КОРОТКОЕ ЗАДАНИЕ 1:
Куда, согласно отрывку, многие компании вложили огромные потоки наличности, полученные после двух нефтяных кризисов?

ОТРЫВОК:

────

Поэтому для менеджмента компаний было совершенно очевидно, что „искать нефть под сводами Нью-Йоркской фондовой биржи“, то есть покупать компании с заниженной стоимостью активов дешевле, чем вести разведочные работы в подземной толще Западного Техаса или под морским дном Мексиканского залива. Здесь опять движущей силой была стоимость акций. Многие компании, получив в результате двух нефтяных кризисов огромные потоки наличности, вложили их в разведочные работы в Соединенных Штатах, намереваясь найти надежные альтернативы нефти ОПЕК. Результаты принесли огромное разочарование, резервы по-прежнему сокращались. Расходование огромных средств оказалось неэффективным и напрасным. Не разумнее ли было бы вместо такого беспорядочного выбрасывания денег на ветер вернуть их большую часть владельцам акций повышением дивидендов или выкупной цены, предоставив акционерам самим решать, как эти средства инвестировать? Или же, что, возможно, было бы даже лучше, приобрести другие компании известной стоимости или слиться с ними и таким образом по дешевке получить нужные ресурсы?

────

КОРОТКОЕ ЗАДАНИЕ 2:
Масштабируйте часть записей, которая начинается со строки, содержащей "Q: In the photo above, point to the train door;", и продолжается до самого конца записей, включая обе границы. Перепишите все эти строки полностью, а каждую координату умножьте на 0,5 и округлите до целого (половины в большую сторону); другие записи не приводите.

ЗАПИСИ С ДАННЫМИ:
────

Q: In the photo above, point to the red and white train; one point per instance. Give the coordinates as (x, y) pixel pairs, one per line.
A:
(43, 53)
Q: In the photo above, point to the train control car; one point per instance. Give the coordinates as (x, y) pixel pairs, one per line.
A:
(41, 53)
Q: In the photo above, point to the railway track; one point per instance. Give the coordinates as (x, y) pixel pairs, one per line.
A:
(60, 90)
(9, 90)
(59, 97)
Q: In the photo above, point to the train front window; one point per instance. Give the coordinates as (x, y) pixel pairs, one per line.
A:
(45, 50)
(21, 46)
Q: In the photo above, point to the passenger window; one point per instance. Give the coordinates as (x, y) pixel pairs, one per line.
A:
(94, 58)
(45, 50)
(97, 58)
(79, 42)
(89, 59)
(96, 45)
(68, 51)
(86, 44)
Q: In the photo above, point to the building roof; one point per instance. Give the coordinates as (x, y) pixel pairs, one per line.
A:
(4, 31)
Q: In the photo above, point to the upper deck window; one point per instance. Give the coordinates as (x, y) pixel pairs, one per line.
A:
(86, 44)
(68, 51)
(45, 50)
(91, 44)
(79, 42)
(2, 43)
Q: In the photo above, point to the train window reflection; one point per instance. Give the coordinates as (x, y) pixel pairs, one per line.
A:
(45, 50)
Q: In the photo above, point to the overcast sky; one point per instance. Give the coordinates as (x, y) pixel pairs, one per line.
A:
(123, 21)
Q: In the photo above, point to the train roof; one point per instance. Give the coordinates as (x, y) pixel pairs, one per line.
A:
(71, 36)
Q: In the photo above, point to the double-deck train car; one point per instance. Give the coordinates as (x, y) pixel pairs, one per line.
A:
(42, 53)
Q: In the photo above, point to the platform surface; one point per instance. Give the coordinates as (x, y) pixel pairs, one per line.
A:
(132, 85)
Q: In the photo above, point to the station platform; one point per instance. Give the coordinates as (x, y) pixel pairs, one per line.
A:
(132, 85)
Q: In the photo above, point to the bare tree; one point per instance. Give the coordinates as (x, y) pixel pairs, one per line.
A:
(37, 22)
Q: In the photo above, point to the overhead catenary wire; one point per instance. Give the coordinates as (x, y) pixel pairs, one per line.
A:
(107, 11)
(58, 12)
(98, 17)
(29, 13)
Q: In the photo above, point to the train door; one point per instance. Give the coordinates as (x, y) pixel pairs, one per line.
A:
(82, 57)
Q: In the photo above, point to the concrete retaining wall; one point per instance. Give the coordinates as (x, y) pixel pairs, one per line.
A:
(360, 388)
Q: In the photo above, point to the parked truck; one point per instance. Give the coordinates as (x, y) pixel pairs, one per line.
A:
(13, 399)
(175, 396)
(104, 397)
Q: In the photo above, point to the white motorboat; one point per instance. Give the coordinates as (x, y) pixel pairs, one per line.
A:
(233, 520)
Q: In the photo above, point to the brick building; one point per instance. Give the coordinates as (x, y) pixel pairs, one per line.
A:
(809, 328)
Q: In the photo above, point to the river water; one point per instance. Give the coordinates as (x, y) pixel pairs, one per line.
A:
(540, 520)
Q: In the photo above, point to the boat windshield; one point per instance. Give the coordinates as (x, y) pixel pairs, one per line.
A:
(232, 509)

────

ПОЛНЫЙ ОТВЕТ 1:
В разведочные работы в Соединенных Штатах.

ПОЛНЫЙ ОТВЕТ 2:
Q: In the photo above, point to the train door; one point per instance. Give the coordinates as (x, y) pixel pairs, one per line.
A:
(41, 29)
Q: In the photo above, point to the concrete retaining wall; one point per instance. Give the coordinates as (x, y) pixel pairs, one per line.
A:
(180, 194)
Q: In the photo above, point to the parked truck; one point per instance. Give the coordinates as (x, y) pixel pairs, one per line.
A:
(7, 200)
(88, 198)
(52, 199)
Q: In the photo above, point to the white motorboat; one point per instance. Give the coordinates as (x, y) pixel pairs, one per line.
A:
(117, 260)
Q: In the photo above, point to the brick building; one point per instance. Give the coordinates as (x, y) pixel pairs, one per line.
A:
(405, 164)
Q: In the photo above, point to the river water; one point per instance. Give the coordinates as (x, y) pixel pairs, one per line.
A:
(270, 260)
Q: In the photo above, point to the boat windshield; one point per instance. Give the coordinates as (x, y) pixel pairs, one per line.
A:
(116, 255)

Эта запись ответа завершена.